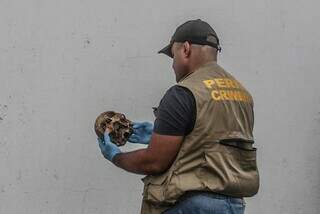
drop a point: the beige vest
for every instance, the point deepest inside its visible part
(204, 162)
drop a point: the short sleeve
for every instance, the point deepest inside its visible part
(176, 113)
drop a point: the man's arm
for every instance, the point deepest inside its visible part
(155, 159)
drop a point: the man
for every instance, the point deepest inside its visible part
(200, 157)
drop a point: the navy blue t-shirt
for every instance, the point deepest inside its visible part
(176, 113)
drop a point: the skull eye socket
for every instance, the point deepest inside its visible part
(126, 134)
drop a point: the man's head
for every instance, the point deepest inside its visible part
(194, 43)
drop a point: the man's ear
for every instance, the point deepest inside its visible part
(187, 49)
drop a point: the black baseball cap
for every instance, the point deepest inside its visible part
(196, 32)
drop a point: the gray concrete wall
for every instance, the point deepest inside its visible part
(64, 62)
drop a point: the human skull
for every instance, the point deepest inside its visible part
(119, 128)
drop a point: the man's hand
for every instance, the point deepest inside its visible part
(108, 149)
(141, 133)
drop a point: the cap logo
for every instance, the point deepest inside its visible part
(211, 39)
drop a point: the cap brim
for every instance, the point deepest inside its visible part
(167, 50)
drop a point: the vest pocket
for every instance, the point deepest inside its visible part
(231, 171)
(154, 188)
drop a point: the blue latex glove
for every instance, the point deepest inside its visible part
(108, 149)
(142, 132)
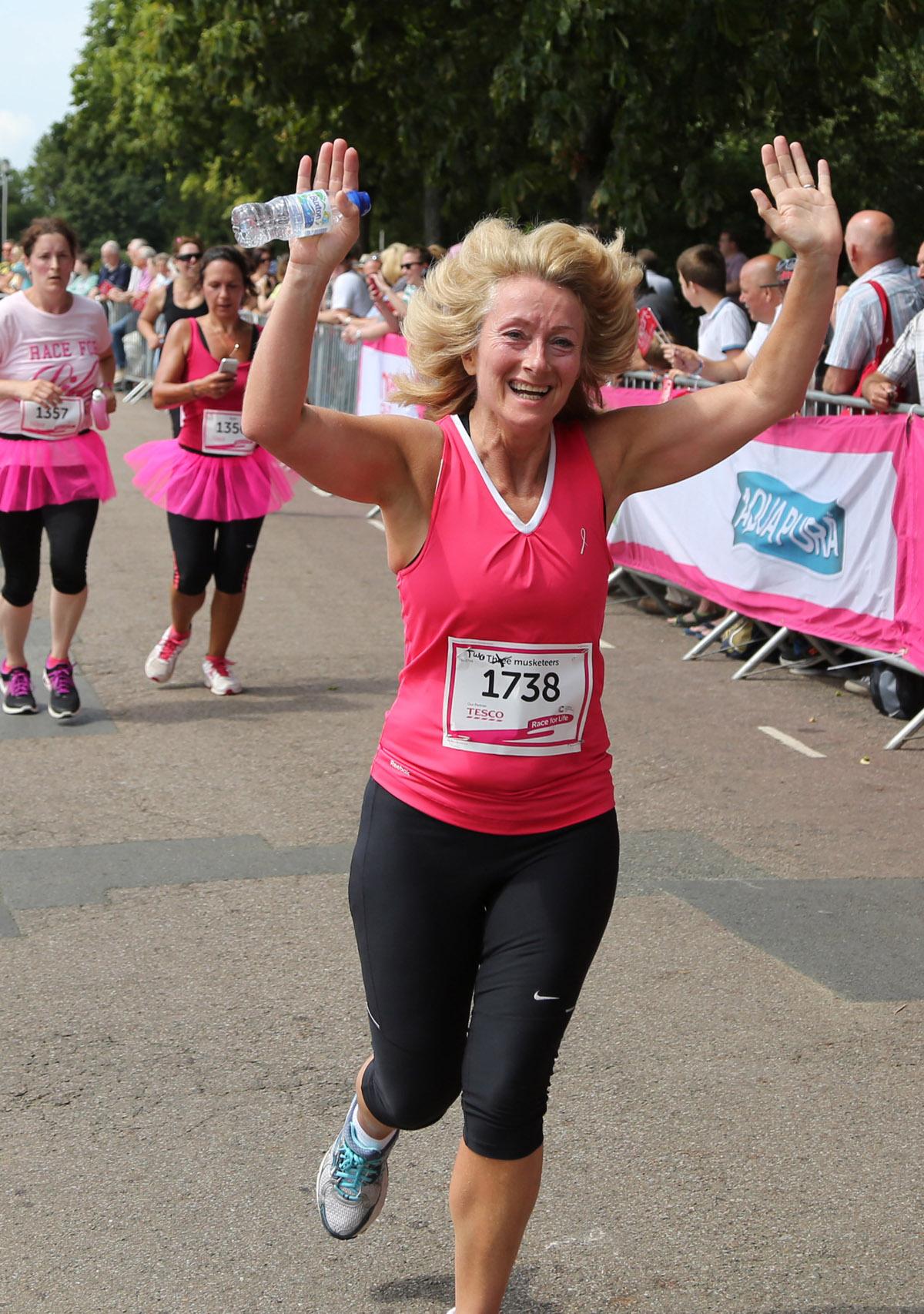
○ ○ ○
• REQUIREMENT: "drop a point: the man's head" marks the last line to keep. Retype every line from the start of the entries through that one, exactly, and drop the pictures.

• YOUR RESPONSE:
drop a point: the beige vest
for every instance, the point deepest inside its visible part
(204, 162)
drop a point: the short sleeve
for every instance, the point deepest inside its visible part
(176, 113)
drop a point: the man's arm
for every instance, the point deepest inside its visible part
(155, 159)
drop a point: the man
for every instance, the point deepest inside its visible part
(200, 157)
drop a point: the navy blue t-shirt
for every instance, the point deepest inside its visible part
(176, 113)
drop a point: the skull eye socket
for every instance, the point deepest inside its visible part
(126, 134)
drop a point: the man's head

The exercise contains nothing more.